• Work request
Using the data beneath, show every line that includes the word "black".
--- Data in this exercise ---
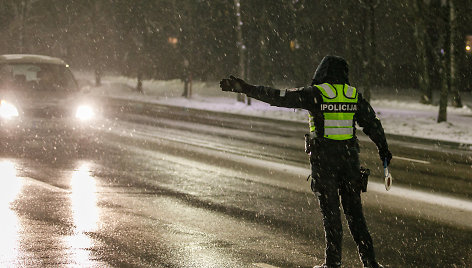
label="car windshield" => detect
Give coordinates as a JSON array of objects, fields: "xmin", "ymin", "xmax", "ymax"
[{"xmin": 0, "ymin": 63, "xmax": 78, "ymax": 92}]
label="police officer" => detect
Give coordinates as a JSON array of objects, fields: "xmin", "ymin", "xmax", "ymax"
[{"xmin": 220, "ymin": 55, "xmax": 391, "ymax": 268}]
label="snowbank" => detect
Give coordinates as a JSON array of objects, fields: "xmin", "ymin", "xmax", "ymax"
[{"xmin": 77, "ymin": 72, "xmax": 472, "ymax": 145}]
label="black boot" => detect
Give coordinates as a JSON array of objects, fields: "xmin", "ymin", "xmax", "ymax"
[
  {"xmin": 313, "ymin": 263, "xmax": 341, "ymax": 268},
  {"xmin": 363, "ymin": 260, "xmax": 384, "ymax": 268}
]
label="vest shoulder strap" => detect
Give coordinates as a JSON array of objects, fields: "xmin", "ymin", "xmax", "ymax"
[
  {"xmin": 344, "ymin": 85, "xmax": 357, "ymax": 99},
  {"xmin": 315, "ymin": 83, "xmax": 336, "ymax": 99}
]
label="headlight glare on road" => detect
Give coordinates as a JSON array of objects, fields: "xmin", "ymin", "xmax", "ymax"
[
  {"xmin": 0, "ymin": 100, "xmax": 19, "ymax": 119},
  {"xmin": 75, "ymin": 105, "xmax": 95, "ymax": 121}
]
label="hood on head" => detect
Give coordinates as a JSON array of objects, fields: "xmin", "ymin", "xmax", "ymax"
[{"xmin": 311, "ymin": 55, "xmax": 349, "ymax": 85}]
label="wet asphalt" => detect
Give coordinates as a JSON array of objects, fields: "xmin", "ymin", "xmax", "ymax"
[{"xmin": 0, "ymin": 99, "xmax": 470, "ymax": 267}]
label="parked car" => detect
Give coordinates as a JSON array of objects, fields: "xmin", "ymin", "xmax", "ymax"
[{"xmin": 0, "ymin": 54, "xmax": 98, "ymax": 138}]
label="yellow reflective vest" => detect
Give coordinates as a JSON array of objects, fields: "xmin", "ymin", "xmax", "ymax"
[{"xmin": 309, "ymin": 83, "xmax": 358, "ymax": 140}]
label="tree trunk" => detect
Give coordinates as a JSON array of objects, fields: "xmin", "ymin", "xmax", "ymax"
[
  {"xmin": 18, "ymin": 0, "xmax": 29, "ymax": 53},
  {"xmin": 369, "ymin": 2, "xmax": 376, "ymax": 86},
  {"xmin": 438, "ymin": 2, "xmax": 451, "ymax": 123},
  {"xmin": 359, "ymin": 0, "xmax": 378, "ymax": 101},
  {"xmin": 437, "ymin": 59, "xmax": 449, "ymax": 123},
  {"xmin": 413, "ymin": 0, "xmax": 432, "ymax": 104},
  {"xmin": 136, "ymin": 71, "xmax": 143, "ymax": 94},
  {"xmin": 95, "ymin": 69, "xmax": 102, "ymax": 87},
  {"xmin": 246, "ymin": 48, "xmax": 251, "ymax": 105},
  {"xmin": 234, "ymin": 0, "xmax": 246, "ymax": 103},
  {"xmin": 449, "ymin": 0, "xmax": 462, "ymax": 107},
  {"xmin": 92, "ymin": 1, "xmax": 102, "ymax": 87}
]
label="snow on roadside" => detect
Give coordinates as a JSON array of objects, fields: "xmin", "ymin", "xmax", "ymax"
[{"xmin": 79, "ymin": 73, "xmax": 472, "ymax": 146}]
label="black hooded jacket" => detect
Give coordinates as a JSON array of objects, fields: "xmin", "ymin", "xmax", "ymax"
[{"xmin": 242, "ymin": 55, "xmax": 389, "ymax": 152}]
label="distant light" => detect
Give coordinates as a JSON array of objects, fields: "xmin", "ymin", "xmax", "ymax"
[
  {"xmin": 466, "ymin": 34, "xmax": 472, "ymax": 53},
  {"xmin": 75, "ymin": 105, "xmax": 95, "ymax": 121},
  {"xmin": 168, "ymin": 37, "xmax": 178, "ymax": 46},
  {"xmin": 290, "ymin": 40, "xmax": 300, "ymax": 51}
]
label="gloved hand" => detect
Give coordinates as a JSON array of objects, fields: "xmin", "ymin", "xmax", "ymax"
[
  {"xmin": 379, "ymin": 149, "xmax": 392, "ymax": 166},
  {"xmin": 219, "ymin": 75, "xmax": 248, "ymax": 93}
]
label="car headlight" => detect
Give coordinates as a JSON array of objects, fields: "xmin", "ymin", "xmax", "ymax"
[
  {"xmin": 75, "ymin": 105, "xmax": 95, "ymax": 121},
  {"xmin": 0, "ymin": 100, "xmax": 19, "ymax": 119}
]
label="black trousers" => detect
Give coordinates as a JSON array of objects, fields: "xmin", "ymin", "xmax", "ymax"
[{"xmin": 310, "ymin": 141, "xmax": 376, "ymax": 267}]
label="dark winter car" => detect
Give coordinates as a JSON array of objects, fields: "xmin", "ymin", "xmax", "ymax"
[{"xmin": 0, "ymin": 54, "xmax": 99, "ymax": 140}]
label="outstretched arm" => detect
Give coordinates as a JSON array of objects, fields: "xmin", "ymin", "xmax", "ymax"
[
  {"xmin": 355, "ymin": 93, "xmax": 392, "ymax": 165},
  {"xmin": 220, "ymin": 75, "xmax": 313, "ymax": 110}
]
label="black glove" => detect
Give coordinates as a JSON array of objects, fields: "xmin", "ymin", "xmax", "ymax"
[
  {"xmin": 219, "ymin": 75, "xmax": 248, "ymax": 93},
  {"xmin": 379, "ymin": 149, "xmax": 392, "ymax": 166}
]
---
--- Data in this exercise ---
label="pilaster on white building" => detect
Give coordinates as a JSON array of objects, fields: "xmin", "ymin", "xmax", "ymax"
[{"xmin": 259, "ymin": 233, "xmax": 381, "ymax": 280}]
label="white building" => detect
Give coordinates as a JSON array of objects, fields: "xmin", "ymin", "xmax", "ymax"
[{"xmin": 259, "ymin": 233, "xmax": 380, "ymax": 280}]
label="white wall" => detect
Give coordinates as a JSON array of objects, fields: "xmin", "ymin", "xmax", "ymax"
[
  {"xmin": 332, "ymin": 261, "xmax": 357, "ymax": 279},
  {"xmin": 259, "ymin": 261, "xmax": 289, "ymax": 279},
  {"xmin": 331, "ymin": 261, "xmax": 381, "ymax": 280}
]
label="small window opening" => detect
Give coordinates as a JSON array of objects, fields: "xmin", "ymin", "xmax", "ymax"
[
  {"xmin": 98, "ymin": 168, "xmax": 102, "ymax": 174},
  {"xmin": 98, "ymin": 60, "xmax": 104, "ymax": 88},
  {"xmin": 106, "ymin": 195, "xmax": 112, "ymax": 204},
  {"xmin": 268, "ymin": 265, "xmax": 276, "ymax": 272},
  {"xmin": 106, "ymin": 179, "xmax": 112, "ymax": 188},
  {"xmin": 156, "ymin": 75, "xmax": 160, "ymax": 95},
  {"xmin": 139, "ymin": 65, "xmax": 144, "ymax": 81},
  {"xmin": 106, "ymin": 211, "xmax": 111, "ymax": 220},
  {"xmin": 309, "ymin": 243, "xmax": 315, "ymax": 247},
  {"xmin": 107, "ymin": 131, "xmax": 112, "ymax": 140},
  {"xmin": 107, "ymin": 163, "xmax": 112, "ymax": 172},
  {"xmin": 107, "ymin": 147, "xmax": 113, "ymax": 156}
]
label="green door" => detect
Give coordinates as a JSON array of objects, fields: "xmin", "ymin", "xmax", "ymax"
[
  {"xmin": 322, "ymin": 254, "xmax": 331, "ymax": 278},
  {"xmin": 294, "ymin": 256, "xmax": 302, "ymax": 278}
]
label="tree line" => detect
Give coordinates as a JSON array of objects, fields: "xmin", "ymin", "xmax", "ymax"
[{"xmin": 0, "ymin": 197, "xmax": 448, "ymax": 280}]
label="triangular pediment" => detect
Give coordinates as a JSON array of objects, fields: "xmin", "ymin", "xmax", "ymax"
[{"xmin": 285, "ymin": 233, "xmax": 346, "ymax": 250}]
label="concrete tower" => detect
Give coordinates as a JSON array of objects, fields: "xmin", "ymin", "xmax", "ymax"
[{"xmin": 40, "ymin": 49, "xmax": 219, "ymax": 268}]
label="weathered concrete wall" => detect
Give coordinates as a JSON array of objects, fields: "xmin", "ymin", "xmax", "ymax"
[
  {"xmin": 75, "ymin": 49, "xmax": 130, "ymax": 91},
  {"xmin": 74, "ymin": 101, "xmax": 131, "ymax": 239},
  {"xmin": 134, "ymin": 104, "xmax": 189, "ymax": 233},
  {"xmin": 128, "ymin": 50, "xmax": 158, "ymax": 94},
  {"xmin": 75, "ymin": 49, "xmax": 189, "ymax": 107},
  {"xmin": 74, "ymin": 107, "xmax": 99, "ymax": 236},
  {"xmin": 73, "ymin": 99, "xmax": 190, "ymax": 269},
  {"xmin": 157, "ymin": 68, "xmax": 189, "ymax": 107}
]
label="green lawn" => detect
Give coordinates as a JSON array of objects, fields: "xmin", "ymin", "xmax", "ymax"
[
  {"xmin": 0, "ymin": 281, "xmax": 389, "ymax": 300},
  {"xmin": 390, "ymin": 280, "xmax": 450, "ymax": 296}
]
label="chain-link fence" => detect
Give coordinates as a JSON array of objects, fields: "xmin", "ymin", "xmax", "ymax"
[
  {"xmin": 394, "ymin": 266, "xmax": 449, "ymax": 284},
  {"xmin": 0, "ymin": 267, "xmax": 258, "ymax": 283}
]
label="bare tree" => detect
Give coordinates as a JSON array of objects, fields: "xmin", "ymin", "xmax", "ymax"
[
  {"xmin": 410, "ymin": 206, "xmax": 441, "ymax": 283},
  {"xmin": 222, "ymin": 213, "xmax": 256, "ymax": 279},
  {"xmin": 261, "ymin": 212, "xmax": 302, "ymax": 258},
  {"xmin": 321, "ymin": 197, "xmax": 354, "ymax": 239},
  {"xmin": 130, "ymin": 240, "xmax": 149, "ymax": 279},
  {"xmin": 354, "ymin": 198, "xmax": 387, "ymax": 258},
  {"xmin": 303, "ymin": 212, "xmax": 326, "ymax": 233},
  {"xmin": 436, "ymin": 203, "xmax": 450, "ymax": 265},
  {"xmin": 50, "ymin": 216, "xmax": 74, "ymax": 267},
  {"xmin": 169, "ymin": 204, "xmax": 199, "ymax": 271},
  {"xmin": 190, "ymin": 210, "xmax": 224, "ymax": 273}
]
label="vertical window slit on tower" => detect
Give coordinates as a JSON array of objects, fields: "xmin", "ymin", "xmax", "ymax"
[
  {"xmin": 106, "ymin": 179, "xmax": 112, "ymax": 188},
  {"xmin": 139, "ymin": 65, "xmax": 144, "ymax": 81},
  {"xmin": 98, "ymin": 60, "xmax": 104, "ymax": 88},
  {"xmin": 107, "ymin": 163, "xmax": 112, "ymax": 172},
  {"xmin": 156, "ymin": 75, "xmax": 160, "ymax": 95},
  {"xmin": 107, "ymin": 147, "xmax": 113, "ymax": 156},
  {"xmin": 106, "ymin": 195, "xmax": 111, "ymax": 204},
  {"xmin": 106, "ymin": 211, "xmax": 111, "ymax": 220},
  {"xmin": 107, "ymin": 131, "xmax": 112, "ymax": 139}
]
---
--- Data in this exercise ---
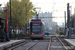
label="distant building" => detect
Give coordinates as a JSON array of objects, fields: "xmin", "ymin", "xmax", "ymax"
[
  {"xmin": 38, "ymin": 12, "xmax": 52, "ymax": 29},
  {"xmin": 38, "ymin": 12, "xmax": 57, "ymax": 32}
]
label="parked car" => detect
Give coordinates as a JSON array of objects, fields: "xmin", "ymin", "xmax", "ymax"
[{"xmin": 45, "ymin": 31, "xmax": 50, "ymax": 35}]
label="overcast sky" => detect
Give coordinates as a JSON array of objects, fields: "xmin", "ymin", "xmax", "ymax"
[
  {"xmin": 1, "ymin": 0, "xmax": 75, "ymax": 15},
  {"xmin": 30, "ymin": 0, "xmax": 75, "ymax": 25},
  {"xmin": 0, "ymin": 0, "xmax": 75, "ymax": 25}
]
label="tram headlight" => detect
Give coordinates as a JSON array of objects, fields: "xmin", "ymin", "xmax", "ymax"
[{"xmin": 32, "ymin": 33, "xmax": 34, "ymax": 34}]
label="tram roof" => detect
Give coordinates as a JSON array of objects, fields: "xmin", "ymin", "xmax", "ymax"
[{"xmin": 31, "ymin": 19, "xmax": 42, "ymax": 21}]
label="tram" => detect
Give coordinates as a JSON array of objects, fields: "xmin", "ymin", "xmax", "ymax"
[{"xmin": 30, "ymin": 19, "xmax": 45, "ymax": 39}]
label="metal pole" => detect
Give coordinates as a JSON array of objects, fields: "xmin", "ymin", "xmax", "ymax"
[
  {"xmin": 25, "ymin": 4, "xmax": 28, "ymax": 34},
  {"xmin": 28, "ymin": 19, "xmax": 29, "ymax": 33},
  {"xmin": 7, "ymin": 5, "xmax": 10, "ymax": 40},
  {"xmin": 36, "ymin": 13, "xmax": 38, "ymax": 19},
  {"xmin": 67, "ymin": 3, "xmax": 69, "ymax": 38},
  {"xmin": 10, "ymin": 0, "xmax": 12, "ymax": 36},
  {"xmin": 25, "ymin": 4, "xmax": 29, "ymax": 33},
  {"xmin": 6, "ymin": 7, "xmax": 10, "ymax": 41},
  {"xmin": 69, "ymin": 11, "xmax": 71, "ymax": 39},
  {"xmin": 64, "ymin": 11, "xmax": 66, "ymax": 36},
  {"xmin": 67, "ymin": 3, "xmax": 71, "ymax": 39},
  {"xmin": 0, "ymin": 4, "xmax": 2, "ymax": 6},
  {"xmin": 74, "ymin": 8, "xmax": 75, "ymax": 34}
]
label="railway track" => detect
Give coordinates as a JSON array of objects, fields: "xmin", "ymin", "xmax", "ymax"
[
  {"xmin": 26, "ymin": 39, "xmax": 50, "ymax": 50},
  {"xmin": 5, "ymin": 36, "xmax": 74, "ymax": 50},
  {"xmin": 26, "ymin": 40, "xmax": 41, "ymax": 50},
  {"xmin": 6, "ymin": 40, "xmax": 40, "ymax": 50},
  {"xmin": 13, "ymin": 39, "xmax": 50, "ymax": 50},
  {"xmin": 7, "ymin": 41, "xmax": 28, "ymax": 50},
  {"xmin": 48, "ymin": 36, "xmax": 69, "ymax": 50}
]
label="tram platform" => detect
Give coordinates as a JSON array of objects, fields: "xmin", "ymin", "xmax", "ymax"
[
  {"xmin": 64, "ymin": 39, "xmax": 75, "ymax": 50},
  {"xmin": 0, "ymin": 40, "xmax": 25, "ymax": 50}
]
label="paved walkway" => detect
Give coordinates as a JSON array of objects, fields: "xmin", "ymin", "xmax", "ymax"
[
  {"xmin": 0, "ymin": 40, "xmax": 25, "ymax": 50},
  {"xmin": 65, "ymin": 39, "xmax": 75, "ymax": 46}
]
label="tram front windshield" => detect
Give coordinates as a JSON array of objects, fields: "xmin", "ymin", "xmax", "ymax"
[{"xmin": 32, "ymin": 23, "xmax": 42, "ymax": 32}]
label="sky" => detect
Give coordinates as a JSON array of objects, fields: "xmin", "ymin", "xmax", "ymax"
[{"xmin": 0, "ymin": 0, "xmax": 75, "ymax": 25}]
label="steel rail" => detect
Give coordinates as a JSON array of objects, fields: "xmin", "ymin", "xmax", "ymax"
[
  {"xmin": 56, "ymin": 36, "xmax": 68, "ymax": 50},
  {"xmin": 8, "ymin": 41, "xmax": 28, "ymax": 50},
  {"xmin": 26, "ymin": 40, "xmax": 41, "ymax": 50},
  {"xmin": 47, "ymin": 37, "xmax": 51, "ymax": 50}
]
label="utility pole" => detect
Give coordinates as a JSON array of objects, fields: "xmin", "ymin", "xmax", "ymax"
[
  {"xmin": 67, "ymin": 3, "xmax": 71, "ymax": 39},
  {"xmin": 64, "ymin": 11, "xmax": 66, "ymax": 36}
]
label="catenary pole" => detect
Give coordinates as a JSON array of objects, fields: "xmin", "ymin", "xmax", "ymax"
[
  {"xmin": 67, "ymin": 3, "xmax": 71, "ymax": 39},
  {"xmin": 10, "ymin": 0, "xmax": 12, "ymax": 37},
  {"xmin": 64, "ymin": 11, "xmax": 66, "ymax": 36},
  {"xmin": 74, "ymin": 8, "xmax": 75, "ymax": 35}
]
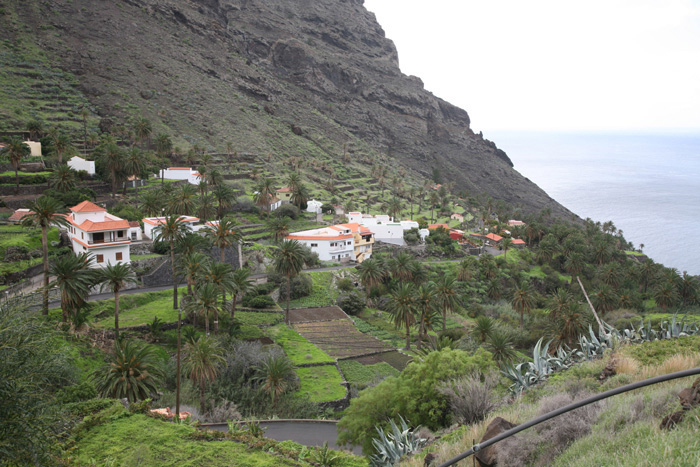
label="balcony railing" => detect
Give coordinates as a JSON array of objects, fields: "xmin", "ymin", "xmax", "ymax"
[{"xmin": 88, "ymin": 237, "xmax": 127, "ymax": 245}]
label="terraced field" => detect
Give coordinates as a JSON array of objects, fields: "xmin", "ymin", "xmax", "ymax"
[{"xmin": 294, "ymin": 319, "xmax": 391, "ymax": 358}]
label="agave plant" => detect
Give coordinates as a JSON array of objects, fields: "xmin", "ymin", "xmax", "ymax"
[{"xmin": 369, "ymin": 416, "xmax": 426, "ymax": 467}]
---
• Solution for this task
label="black boot" => detect
label="black hooded jacket" => detect
label="black trousers" => detect
label="black glove" => detect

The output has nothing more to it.